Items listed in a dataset
★ ★ ★ ★ ★

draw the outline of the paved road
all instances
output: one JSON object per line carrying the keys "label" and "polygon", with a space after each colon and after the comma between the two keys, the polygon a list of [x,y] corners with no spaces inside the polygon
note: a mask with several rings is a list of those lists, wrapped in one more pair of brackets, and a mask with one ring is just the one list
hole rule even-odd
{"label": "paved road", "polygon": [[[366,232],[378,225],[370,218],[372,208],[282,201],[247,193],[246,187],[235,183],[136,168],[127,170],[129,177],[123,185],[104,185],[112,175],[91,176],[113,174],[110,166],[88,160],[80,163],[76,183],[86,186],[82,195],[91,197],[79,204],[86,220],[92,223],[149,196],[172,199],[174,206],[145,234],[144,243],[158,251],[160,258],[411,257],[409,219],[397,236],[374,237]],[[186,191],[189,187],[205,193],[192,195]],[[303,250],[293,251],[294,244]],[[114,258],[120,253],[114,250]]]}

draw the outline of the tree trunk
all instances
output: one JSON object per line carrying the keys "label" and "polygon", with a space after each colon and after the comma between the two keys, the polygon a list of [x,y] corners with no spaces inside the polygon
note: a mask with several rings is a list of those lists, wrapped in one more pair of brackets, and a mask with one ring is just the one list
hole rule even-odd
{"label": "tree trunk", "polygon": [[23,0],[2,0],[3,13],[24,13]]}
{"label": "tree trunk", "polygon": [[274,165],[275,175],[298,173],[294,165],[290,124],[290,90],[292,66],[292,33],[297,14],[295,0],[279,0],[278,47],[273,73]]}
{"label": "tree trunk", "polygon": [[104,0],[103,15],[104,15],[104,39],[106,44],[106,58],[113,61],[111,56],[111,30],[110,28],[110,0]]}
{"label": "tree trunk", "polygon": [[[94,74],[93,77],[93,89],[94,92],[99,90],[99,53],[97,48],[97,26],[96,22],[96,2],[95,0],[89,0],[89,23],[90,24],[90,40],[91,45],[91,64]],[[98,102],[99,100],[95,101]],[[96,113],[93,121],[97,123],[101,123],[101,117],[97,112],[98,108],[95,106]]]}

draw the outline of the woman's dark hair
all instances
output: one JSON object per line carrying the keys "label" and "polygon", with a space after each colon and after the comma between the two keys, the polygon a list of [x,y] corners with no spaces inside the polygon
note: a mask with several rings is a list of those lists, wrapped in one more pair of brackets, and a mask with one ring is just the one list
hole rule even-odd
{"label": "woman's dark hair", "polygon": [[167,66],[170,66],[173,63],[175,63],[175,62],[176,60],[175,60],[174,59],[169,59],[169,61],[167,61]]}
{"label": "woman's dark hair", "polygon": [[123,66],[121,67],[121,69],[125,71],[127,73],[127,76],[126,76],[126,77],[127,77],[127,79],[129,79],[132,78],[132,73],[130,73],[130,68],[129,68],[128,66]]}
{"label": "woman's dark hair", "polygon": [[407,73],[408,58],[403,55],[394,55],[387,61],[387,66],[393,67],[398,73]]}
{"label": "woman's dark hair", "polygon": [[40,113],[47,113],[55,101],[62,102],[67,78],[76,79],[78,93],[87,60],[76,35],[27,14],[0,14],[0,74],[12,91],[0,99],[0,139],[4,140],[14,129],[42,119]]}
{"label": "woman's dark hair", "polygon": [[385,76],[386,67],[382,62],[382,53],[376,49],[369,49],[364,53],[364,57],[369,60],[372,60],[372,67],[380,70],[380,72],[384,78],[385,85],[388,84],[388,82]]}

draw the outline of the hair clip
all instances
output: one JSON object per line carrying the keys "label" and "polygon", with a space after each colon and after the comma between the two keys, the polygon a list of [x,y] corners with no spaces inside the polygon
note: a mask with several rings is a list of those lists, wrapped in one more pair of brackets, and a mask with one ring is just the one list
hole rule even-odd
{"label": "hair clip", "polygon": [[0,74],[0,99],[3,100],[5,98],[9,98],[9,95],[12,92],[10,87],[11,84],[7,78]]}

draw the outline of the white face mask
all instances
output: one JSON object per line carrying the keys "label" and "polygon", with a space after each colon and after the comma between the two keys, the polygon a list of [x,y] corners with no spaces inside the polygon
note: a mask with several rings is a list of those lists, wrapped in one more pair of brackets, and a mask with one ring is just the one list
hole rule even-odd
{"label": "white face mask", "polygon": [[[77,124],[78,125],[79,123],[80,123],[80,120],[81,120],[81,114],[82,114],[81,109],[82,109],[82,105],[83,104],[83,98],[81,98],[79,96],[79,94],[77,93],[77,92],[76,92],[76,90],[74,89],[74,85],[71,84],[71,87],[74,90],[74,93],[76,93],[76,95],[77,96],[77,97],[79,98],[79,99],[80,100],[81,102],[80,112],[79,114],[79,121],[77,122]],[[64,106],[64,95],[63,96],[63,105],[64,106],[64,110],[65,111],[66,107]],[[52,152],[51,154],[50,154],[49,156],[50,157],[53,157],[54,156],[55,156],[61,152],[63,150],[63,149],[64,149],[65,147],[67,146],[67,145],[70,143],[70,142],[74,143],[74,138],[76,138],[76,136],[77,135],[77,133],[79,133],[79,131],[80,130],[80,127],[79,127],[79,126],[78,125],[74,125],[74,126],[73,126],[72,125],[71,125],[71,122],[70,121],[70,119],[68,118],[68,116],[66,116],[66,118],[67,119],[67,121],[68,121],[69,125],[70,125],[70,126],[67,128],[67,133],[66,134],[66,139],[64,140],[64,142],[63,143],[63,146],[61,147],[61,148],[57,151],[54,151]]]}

★ ★ ★ ★ ★

Written task
Rewrite every one of the records above, replacing "all instances" with "every instance" wherever it occurs and leaving all other text unchanged.

Solution
draw the outline of the paved road
every instance
output: one JSON object per line carrying the keys "label" and "polygon", with a space after each colon and after the comma between the two keys, the polygon a list of [x,y] corners with no spaces inside the polygon
note: a mask with several rings is a list of those lists, wrapped in one more pair of brackets, and a mask with one ring is just the one list
hole rule even-odd
{"label": "paved road", "polygon": [[[366,232],[378,225],[370,218],[372,208],[282,201],[247,193],[246,187],[235,183],[136,168],[127,170],[129,177],[123,185],[104,185],[112,175],[91,176],[113,174],[110,166],[88,160],[80,163],[76,183],[86,186],[82,195],[91,197],[79,204],[86,220],[92,223],[149,196],[172,199],[174,206],[145,234],[144,243],[158,251],[160,258],[411,257],[409,219],[397,236],[374,237]],[[186,191],[189,187],[205,193],[192,195]],[[303,250],[293,251],[294,244]],[[114,258],[120,253],[114,250]]]}

draw the outline of the tree trunk
every instance
output: one JSON object per line carrying the keys "label" and "polygon", with a space after each colon and after the comma between the two keys, the polygon a list of [x,y] corners with no spaces inside the polygon
note: a mask with several rings is a list of those lists, wrapped in one more pair of brackets, and a mask with one ring is just the one list
hole rule even-odd
{"label": "tree trunk", "polygon": [[23,0],[2,0],[3,13],[24,13]]}
{"label": "tree trunk", "polygon": [[274,165],[275,175],[298,173],[294,165],[290,124],[290,90],[292,66],[292,33],[297,14],[295,0],[279,0],[278,47],[273,73]]}
{"label": "tree trunk", "polygon": [[104,0],[103,15],[104,15],[104,39],[106,44],[106,58],[113,61],[111,56],[111,30],[110,28],[110,0]]}
{"label": "tree trunk", "polygon": [[[94,74],[93,77],[93,89],[94,92],[99,90],[99,53],[97,48],[97,26],[96,22],[96,2],[95,0],[89,0],[89,23],[90,24],[90,40],[91,45],[91,64]],[[98,102],[99,100],[95,101]],[[96,113],[93,121],[97,123],[101,123],[101,117],[97,112],[98,108],[95,106]]]}

draw the outline of the woman's dark hair
every instance
output: one JSON object per line carrying the keys "label" and "polygon", with a space after each colon and after the comma between the two keys, the polygon a list of [x,y] corners with no spaces inside the polygon
note: a mask with several rings is a list of those lists, wrapped in one more pair of brackets, and a mask with one ring is just the one list
hole rule even-odd
{"label": "woman's dark hair", "polygon": [[167,66],[170,66],[173,63],[175,63],[175,62],[176,60],[175,60],[174,59],[169,59],[169,61],[167,61]]}
{"label": "woman's dark hair", "polygon": [[123,66],[121,67],[121,69],[125,71],[127,73],[127,76],[126,76],[126,77],[127,77],[127,79],[129,79],[132,78],[132,73],[130,73],[130,68],[129,68],[128,66]]}
{"label": "woman's dark hair", "polygon": [[407,73],[408,58],[403,55],[394,55],[387,61],[387,66],[393,67],[398,73]]}
{"label": "woman's dark hair", "polygon": [[40,113],[47,113],[55,101],[62,102],[67,78],[76,79],[78,93],[87,60],[76,35],[27,14],[0,14],[0,74],[12,91],[0,99],[0,139],[4,140],[14,129],[42,119]]}
{"label": "woman's dark hair", "polygon": [[385,76],[386,67],[382,62],[382,53],[376,49],[369,49],[364,53],[364,57],[369,60],[372,60],[372,67],[380,70],[380,72],[384,78],[385,85],[388,84],[388,82]]}

draw the outline of the hair clip
every instance
output: one JSON object per line carrying the keys "label" and "polygon", with a space after each colon and after the comma between the two keys, the polygon a list of [x,y] corners with no spaces inside the polygon
note: a mask with several rings is a list of those lists, wrapped in one more pair of brackets, and a mask with one ring is just the one list
hole rule even-odd
{"label": "hair clip", "polygon": [[0,74],[0,99],[3,100],[5,98],[9,98],[9,95],[12,92],[10,87],[11,84],[7,78]]}

draw the outline of the white face mask
every instance
output: one JSON object per line carrying the keys "label" and "polygon", with a space after each colon and after the comma between the two keys, the polygon a list of [x,y] corners with no spaces inside the polygon
note: a mask with several rings is a list of those lists, wrapped in one more pair of brackets, and a mask with one ring is just the one list
hole rule even-odd
{"label": "white face mask", "polygon": [[[77,124],[78,125],[79,123],[80,123],[80,120],[81,120],[81,114],[82,114],[81,109],[82,109],[82,105],[83,104],[83,98],[81,98],[79,96],[79,94],[77,93],[77,92],[76,92],[76,90],[74,89],[74,85],[71,84],[71,87],[74,90],[74,93],[76,93],[76,95],[77,96],[77,97],[79,98],[79,99],[80,100],[81,102],[80,112],[79,114],[79,121],[77,122]],[[64,106],[64,95],[63,96],[63,105],[64,106],[64,110],[65,111],[66,107]],[[52,152],[51,154],[50,154],[49,156],[50,157],[53,157],[54,156],[55,156],[61,152],[63,150],[63,149],[64,149],[65,147],[67,146],[67,145],[70,143],[70,142],[74,143],[74,138],[76,138],[76,136],[77,135],[77,133],[79,133],[79,131],[80,130],[80,127],[79,127],[79,126],[78,125],[74,125],[74,126],[73,126],[72,125],[71,125],[71,122],[70,121],[70,119],[68,118],[68,116],[66,116],[66,118],[67,119],[67,121],[68,121],[69,125],[70,125],[70,126],[67,128],[67,133],[66,134],[66,139],[64,140],[64,142],[63,143],[63,146],[61,147],[61,148],[57,151],[54,151]]]}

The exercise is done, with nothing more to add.